Labeled region records:
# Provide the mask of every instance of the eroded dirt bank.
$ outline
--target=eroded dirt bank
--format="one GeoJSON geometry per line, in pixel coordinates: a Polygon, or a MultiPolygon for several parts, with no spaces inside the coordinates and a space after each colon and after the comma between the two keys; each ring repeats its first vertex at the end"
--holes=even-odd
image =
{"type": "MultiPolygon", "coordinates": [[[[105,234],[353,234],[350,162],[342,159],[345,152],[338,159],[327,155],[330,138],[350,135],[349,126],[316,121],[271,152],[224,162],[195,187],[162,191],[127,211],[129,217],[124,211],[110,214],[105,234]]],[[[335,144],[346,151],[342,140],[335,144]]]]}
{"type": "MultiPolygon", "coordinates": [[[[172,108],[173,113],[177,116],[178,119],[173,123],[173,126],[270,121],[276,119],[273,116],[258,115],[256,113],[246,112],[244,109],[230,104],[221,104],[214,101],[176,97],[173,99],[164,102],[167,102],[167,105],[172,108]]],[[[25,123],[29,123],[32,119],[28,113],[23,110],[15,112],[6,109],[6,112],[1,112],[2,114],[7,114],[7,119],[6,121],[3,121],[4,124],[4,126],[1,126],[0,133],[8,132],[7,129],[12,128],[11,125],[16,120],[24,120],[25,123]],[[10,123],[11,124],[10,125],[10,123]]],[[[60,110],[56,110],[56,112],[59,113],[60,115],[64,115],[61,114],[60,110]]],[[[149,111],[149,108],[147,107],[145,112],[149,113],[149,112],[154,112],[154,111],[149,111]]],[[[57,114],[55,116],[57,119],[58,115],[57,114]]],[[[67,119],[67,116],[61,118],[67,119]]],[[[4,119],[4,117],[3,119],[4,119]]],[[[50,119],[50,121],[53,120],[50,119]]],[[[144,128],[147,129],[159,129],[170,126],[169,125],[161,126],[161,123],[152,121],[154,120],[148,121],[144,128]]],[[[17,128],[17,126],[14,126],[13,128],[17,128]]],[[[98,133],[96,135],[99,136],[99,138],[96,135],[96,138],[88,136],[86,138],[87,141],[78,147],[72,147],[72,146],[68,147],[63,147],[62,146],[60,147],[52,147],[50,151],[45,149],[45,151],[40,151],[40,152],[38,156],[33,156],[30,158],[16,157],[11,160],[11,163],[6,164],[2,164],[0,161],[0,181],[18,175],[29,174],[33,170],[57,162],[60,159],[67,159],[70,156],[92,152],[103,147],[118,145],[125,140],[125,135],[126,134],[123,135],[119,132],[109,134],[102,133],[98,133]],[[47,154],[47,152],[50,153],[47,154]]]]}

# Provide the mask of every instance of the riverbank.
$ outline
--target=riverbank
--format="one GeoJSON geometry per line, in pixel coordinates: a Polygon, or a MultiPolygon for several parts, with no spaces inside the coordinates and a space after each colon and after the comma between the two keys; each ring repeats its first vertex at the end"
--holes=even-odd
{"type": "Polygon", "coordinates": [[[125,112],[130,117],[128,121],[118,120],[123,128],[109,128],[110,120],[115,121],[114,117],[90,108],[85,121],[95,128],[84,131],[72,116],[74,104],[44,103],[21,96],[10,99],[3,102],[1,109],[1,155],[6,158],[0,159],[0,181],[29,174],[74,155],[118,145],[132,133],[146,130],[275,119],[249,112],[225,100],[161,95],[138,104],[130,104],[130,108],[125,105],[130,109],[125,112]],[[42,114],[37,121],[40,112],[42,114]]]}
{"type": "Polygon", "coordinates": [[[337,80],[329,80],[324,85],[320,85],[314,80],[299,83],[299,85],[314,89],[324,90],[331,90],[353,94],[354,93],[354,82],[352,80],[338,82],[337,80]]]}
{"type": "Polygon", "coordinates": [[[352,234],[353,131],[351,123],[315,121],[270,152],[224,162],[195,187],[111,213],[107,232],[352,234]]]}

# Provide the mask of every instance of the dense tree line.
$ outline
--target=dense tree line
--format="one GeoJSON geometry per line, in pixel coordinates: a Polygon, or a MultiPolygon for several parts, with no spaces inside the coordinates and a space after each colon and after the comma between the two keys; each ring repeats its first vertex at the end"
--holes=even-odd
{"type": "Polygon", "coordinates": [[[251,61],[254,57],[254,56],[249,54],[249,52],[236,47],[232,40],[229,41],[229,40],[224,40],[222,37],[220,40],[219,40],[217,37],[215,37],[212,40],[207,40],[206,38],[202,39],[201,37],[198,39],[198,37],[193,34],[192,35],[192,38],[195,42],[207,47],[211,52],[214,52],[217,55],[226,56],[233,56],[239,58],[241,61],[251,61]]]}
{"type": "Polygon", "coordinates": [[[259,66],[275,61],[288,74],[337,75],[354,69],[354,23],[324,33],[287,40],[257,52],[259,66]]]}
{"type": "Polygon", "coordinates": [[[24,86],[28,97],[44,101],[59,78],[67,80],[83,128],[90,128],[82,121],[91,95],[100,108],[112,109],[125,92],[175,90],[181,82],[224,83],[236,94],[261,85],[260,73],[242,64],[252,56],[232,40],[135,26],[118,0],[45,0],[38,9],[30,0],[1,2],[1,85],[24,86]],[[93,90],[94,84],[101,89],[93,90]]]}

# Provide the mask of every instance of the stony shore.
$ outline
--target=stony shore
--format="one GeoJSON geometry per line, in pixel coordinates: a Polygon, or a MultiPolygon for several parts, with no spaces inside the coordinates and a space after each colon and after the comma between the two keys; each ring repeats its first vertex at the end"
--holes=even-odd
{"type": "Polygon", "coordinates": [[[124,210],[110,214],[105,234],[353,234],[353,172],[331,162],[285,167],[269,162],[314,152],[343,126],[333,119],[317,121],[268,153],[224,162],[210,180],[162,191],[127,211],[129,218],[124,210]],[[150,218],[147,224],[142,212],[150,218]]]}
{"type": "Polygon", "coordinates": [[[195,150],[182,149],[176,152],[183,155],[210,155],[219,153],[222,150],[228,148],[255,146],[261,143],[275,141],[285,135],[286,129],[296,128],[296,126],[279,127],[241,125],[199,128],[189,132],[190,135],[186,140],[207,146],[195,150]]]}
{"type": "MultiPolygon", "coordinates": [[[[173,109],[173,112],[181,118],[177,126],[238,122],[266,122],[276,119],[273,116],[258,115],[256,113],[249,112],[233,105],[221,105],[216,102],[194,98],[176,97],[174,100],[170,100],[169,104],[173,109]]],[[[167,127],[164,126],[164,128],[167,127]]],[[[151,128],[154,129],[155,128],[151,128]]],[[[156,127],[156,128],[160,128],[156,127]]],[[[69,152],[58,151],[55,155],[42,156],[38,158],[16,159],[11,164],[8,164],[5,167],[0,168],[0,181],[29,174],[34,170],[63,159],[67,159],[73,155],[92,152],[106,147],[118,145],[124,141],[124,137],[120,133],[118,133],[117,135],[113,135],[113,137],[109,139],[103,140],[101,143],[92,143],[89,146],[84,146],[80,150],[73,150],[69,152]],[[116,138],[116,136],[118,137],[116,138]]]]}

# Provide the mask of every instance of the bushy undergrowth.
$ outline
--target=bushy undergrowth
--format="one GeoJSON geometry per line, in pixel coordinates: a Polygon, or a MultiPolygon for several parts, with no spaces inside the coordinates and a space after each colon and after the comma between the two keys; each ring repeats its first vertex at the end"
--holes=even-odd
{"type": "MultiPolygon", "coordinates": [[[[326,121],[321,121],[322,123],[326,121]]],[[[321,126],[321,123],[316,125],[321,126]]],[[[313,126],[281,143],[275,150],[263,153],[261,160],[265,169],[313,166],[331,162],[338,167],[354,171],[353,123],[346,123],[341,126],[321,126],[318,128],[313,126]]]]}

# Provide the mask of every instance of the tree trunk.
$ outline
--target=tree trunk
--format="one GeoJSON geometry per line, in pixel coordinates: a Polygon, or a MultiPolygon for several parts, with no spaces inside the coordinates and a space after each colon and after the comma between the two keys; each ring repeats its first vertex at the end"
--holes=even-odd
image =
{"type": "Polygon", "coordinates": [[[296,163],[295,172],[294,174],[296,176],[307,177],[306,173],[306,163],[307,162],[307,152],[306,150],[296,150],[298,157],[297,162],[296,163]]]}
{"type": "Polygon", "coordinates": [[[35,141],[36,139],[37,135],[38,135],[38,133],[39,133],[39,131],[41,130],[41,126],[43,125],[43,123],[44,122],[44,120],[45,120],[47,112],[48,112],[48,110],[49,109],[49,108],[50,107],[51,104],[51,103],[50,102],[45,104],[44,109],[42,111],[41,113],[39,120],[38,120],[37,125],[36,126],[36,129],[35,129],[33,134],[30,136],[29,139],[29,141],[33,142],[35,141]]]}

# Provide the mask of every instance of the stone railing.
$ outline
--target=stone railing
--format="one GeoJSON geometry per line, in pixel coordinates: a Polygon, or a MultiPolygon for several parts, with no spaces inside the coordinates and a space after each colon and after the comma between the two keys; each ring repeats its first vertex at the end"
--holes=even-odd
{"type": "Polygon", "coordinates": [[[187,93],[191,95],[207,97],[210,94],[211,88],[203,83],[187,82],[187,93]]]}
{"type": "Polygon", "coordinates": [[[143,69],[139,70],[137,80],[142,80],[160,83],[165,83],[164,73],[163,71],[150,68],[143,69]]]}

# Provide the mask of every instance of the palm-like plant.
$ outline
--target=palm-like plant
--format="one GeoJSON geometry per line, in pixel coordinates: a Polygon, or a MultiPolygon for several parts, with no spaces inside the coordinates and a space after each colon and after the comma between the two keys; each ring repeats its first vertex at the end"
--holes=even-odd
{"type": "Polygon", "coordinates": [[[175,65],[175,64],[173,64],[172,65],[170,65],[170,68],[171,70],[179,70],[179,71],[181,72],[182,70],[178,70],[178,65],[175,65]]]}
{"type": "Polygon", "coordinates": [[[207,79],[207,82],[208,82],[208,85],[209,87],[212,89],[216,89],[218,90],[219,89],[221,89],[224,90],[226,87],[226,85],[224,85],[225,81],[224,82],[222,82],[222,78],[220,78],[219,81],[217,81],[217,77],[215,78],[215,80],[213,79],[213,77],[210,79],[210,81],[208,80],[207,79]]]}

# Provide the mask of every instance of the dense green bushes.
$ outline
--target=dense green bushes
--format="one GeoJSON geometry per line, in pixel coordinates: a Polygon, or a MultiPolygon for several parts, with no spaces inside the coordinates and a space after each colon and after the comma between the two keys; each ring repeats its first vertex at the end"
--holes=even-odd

**PROMPT:** Render the lines from the one containing "# Provide the mask of every instance of the stone" through the one containing "--target=stone railing", both included, as a numbered list, omitting any blank lines.

**OUTPUT OF THE EXERCISE:**
1. # Provide the mask of every instance of the stone railing.
2. $ outline
3. --target=stone railing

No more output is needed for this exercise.